- [What is required]
Both the line containing "In this picture, where can the white" and the last line of the listing are included: write out exactly the lines from one to the other.

- [Data shown]

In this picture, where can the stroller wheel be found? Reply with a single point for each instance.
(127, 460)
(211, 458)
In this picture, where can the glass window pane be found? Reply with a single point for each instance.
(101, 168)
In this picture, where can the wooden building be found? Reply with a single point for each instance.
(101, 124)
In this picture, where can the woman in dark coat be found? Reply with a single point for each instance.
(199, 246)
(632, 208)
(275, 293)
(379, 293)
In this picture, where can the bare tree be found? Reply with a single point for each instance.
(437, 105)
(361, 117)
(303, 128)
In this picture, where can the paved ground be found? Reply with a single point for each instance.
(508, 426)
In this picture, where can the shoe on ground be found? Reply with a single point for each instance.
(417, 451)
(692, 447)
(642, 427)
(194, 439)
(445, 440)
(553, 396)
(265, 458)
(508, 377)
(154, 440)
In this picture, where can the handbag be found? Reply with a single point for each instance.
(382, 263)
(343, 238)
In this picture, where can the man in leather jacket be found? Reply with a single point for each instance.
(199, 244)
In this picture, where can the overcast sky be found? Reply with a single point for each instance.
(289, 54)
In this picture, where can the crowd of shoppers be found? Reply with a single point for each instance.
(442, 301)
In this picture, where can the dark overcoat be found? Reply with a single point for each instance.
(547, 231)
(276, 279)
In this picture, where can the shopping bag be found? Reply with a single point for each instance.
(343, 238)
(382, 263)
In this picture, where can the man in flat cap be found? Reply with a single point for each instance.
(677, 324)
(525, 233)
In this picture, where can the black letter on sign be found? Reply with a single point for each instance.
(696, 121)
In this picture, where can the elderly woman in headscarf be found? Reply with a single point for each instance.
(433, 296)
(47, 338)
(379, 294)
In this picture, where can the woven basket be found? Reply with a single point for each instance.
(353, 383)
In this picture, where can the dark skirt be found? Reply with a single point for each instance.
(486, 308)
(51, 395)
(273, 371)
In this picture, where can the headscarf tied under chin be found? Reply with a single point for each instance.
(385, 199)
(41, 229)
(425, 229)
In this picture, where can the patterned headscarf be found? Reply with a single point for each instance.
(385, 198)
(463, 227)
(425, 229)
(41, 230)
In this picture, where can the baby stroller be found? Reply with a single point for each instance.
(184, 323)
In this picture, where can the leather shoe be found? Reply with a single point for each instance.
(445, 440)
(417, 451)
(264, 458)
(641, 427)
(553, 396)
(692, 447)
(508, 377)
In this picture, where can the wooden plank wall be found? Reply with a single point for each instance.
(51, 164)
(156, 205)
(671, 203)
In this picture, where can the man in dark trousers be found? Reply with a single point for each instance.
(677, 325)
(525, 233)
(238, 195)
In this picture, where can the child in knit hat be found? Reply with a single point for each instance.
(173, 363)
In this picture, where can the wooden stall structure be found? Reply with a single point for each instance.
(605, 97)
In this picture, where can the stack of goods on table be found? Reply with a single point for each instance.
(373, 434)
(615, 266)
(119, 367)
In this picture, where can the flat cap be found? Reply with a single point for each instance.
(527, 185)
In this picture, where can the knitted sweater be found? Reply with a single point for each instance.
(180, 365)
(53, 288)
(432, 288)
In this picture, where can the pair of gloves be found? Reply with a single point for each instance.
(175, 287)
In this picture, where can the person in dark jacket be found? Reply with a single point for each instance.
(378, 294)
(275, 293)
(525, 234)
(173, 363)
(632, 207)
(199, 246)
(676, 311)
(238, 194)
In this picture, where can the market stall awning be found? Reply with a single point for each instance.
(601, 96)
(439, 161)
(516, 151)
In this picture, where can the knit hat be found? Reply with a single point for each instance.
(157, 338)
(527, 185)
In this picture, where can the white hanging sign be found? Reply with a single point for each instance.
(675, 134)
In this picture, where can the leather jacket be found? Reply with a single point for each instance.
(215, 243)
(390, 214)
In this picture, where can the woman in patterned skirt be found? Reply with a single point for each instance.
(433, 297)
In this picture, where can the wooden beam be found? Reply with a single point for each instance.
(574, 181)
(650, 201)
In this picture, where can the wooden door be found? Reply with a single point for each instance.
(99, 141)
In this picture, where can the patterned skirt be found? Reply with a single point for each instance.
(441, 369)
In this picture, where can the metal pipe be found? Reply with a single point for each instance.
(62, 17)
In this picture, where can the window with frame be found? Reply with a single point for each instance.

- [Task response]
In this picture, where can the white hanging sign be found? Reply with a single point for each instance.
(675, 134)
In this picture, where can the leather jacket be found? Reply with a single point for each instance.
(215, 243)
(390, 214)
In this picture, where can the woman in patterned skirt be found? Reply with a single point for each instance.
(433, 297)
In this picture, where can the wooden beam be found? Reply with a single point for each instance.
(574, 181)
(650, 201)
In this picture, where can the wooden door be found? Reply with a single point for each instance.
(99, 141)
In this picture, where can the patterned skirt be found? Reply with a single point for each instance.
(441, 369)
In this picture, where can the metal pipe be found? Reply with a single point for each instance.
(62, 17)
In this picture, where can the window with frame be found? Reply with a single point for each instance.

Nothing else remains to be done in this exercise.